◆ Passage shown ◆

In addition to explicating the First Amendment, the ruling in Anderson v. Griswold (2023) shows that it is often difficult to separate a judicial win from a judicial loss.

 
Denver District Court Judge Sarah B. Wallace on Nov. 17, 2023, gave Donald Trump a legal victory by deciding that Colorado’s secretary of state did not have power under Section 3 of the 14th Amendment to exclude Trump’s name from Republican presidential primary balloting.

 
The win, however, came with a high price for other legal cases in which Trump is involved because the judge also found that Trump had incited violence by his actions and speeches leading up to and including his address to individuals who violently attacked the U.S. Capitol Building on Jan. 6, 2021.

 The judge also found that Trump’s purpose was to thwart the legitimate results of a presidential election as outlined in the 12th Amendment and elsewhere in the U.S. Constitution. 

14th Amendment provision applies to government officials who engage in insurrection, rebellion

This closely watched case follows others in Minnesota and Michigan in which courts ruled that they had no authority to exclude Trump from the Republican primary ballot because such a decision was a “political question” for Congress (an elected branch of government) to resolve, perhaps after the next presidential election.

◆ Tasks for this exercise ◆
a – According to the passage on Anderson v. Griswold, which judge issued the ruling, and on what date?
b – Pick up the passage on Anderson v. Griswold after its last sentence and write the paragraph that comes next.
The lines that follow come from a different source than the passage on Anderson v. Griswold.

◆ Data entries ◆
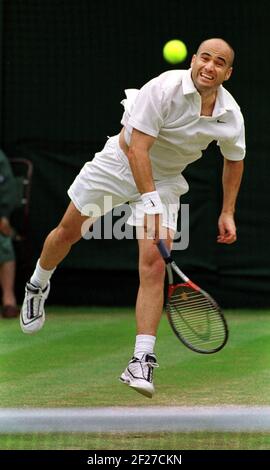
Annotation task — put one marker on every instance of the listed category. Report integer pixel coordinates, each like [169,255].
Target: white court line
[132,419]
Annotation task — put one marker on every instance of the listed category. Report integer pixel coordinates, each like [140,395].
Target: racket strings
[196,319]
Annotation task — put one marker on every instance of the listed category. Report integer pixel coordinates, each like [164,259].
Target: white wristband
[152,203]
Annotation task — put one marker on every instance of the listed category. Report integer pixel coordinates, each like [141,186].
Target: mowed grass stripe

◆ Responses per task ◆
a – Denver District Court Judge Sarah B. Wallace issued the ruling on Nov. 17, 2023.

b –
 
The central issue in the Colorado case involved a previously little litigated provision in Section 3 of the 14th Amendment adopted in 1868. The provision was designed to exclude individuals from office who, having sworn allegiance to the United States, later joined the Confederate States of America in fighting against it. The provision arguably applies to others who engage in subsequent insurrections against the government. Section 3 reads as follows:


No person shall be a Senator or Representative in Congress, or elector of President and Vice President, or hold any office, civil or military, under the United States, or under any State, who, having previously taken an oath, as a member of Congress, or as a member of any State legislature, or as an executive or judicial officer of any State, to support the Constitution of the United States, shall have engaged in insurrection or rebellion against the same, or given aid or comfort to the enemies thereof. But Congress may by a vote of two-thirds of each House, remove such disability.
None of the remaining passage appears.